Exercise data>
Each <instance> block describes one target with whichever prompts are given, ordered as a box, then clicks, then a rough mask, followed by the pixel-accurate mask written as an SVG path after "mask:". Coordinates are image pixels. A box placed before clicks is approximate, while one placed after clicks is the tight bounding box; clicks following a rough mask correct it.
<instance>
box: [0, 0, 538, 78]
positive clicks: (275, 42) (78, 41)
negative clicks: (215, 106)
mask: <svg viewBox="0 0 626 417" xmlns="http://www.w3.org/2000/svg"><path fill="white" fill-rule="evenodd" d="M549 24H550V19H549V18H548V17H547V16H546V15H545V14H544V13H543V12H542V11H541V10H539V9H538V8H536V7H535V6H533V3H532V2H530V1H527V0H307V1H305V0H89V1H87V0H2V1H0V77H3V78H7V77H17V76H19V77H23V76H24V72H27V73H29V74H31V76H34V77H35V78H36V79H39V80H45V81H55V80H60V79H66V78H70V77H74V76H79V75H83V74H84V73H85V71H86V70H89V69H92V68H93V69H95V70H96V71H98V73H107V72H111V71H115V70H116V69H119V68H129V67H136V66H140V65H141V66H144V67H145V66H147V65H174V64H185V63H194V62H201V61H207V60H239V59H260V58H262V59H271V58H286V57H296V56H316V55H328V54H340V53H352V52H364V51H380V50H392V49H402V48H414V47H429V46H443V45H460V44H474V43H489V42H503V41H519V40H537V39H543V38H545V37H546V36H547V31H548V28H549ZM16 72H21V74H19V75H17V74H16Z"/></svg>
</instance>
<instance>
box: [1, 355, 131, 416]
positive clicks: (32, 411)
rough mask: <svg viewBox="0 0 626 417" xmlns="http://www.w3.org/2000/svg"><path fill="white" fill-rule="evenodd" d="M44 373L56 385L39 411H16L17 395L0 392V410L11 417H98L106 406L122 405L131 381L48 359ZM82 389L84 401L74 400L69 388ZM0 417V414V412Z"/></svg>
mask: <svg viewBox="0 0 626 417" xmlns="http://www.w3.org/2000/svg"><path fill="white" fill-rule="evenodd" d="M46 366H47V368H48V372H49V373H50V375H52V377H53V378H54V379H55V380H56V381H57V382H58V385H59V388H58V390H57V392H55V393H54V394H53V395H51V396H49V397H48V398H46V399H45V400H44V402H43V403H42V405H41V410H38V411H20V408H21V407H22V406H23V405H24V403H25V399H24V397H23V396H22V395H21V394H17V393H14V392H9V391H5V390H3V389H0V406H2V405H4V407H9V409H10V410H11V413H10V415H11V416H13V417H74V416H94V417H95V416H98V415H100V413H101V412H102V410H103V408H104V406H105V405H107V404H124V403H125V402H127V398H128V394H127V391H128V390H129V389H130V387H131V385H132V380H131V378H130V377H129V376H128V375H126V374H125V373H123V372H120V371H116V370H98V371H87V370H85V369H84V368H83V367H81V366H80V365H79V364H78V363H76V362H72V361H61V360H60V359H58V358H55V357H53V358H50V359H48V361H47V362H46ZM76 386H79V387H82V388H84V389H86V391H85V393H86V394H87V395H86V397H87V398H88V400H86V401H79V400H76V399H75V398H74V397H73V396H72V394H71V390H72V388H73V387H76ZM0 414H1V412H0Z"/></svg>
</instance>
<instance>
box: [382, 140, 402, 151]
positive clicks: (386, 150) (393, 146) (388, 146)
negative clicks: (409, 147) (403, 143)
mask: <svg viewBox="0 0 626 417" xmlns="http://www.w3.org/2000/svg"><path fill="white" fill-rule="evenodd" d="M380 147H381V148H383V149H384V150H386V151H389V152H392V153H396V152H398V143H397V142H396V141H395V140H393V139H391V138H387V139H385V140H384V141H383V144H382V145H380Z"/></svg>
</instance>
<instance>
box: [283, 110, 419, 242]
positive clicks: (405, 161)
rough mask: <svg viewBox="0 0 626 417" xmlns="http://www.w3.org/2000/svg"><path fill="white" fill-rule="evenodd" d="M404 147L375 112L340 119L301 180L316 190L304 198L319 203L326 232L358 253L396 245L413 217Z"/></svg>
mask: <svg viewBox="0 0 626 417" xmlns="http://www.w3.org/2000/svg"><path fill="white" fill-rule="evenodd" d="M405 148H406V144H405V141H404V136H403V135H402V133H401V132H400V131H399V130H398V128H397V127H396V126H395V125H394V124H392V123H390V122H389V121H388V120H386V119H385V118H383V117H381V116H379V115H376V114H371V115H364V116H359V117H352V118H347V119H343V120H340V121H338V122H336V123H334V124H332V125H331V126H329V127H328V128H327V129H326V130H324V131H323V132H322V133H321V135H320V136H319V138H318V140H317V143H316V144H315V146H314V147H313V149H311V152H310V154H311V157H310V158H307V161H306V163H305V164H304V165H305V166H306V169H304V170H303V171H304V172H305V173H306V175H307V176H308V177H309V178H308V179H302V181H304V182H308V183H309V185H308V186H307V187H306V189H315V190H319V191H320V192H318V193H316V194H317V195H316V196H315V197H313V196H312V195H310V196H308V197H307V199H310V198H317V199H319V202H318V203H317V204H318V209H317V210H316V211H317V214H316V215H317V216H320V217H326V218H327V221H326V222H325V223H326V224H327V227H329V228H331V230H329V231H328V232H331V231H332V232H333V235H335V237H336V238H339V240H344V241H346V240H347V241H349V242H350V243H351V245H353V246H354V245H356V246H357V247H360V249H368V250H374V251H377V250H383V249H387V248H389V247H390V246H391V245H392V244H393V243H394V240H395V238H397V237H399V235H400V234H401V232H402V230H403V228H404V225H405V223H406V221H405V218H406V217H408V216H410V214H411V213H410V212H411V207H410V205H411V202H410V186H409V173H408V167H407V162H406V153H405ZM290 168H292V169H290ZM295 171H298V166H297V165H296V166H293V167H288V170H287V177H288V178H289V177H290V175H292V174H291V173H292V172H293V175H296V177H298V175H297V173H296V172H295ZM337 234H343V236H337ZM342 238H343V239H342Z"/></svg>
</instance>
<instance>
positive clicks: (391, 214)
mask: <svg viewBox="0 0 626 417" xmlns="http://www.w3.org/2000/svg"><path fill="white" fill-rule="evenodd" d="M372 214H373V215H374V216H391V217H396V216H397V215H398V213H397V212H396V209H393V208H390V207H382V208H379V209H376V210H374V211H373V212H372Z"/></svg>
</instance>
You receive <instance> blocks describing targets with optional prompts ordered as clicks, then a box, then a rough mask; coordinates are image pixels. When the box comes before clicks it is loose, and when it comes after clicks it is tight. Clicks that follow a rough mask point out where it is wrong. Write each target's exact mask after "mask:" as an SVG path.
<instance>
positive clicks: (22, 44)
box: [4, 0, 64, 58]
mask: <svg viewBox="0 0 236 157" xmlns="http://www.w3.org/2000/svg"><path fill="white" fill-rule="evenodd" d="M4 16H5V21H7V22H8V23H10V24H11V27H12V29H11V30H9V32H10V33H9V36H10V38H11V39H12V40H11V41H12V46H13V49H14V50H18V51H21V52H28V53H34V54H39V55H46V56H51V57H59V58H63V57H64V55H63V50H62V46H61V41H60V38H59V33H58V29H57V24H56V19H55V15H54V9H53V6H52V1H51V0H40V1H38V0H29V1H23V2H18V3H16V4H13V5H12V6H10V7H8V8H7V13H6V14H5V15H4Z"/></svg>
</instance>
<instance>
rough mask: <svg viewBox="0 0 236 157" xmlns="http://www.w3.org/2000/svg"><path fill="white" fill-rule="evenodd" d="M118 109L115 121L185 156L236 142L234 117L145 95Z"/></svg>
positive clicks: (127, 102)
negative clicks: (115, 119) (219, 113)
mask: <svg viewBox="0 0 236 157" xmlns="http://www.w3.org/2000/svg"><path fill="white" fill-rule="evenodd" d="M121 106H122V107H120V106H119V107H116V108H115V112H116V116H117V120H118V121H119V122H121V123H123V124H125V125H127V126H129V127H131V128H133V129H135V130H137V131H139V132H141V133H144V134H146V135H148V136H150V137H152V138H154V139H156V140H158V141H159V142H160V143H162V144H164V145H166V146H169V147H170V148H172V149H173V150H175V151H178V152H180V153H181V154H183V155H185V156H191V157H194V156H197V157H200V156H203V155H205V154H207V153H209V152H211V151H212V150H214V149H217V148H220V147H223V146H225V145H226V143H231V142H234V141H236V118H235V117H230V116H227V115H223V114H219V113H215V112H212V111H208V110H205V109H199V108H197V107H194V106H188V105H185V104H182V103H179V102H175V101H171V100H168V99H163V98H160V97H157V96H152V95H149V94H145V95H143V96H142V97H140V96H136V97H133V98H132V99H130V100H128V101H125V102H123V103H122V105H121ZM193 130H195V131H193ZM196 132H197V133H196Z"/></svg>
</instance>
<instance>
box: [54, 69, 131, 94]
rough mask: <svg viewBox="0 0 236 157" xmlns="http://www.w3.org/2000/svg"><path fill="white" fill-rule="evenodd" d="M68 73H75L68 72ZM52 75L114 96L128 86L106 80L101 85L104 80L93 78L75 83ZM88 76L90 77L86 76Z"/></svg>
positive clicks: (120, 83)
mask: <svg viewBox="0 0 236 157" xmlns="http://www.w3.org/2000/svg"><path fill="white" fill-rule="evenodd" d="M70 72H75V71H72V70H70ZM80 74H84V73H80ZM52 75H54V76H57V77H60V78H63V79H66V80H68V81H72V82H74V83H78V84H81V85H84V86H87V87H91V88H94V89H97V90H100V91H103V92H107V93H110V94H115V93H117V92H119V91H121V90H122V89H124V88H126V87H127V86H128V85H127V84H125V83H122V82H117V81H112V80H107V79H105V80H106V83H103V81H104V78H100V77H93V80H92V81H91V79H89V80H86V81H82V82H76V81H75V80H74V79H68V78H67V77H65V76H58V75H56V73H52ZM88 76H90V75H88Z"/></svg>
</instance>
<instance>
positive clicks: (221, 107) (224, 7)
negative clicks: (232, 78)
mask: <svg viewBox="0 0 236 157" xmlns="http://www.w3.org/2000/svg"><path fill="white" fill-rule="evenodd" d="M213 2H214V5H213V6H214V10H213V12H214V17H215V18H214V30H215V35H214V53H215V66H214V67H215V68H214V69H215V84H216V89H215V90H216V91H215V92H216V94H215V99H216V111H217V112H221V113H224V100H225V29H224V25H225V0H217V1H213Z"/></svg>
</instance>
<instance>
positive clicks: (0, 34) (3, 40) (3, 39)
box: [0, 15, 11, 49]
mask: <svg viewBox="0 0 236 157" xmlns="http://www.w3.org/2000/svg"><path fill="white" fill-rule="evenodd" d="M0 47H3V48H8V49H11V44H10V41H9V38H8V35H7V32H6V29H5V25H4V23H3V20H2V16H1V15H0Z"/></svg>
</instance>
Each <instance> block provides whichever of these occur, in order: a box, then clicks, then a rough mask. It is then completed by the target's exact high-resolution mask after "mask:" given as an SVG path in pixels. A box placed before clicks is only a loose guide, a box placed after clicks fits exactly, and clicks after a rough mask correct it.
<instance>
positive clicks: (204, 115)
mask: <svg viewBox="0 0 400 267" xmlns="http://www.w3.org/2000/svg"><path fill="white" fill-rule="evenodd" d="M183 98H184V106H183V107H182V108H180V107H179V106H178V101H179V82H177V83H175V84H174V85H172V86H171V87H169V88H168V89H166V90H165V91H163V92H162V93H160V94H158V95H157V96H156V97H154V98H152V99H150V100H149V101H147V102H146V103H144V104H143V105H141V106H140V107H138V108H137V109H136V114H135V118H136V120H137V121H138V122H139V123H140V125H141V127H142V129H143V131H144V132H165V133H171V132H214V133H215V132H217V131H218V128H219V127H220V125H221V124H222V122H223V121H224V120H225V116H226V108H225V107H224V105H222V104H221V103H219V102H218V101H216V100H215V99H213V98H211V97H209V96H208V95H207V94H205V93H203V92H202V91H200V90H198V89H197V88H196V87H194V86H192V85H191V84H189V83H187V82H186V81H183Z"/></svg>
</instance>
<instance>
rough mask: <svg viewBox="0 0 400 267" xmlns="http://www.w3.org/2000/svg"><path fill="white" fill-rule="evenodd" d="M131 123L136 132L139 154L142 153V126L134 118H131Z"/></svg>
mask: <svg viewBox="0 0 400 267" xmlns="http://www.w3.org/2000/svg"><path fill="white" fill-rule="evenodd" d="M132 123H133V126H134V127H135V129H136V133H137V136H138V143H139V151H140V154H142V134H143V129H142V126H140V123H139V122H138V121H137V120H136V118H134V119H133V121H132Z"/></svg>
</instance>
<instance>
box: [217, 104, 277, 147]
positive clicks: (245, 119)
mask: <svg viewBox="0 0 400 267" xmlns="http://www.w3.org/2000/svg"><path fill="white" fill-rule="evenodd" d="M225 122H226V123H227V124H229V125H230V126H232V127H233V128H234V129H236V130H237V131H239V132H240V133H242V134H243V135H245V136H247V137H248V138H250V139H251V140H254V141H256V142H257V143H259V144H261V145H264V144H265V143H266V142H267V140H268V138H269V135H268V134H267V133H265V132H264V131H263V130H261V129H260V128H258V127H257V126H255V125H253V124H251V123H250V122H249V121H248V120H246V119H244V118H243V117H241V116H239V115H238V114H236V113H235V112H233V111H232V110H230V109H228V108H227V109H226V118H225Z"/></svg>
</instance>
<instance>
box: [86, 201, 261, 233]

Your task> Find each line in the entries above that includes the word "negative", and copy those lines out in full.

Output of the task>
negative clicks: (215, 106)
negative clicks: (409, 147) (403, 143)
negative clicks: (115, 119) (219, 113)
negative clicks: (232, 78)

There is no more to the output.